* TASK TO CARRY OUT
Return the lines below in which the string "target" occurs.

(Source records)
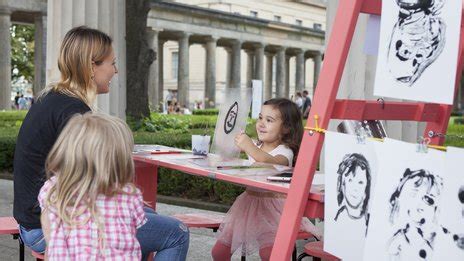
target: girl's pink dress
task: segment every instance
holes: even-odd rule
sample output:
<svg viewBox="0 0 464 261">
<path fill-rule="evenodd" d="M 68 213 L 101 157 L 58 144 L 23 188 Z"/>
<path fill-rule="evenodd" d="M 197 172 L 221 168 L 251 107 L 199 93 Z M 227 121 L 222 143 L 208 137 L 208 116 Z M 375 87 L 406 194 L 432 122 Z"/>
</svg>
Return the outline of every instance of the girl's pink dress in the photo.
<svg viewBox="0 0 464 261">
<path fill-rule="evenodd" d="M 269 154 L 283 155 L 292 166 L 293 152 L 285 145 L 279 145 Z M 254 162 L 254 159 L 249 157 Z M 261 248 L 274 244 L 280 216 L 285 203 L 285 195 L 247 187 L 237 197 L 219 227 L 218 241 L 249 255 Z"/>
</svg>

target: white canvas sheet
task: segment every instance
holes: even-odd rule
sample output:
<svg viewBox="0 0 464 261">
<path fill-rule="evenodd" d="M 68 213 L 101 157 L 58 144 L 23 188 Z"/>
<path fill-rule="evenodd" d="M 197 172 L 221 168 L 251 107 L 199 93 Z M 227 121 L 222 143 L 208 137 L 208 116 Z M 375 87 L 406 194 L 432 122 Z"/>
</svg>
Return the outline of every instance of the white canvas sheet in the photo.
<svg viewBox="0 0 464 261">
<path fill-rule="evenodd" d="M 376 176 L 375 143 L 326 133 L 324 250 L 343 260 L 362 259 Z"/>
<path fill-rule="evenodd" d="M 444 152 L 385 139 L 377 150 L 377 186 L 364 260 L 432 260 L 440 233 Z"/>
<path fill-rule="evenodd" d="M 453 104 L 462 1 L 428 2 L 382 1 L 374 95 Z"/>
<path fill-rule="evenodd" d="M 225 101 L 219 109 L 211 152 L 223 158 L 237 158 L 240 150 L 234 138 L 245 131 L 251 106 L 251 88 L 227 88 Z"/>
<path fill-rule="evenodd" d="M 443 233 L 437 235 L 434 260 L 464 260 L 463 159 L 464 149 L 448 147 L 445 163 L 446 176 L 443 180 L 445 189 L 439 218 Z"/>
</svg>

* ANSWER TO THIS TASK
target: girl's pink dress
target: white canvas sheet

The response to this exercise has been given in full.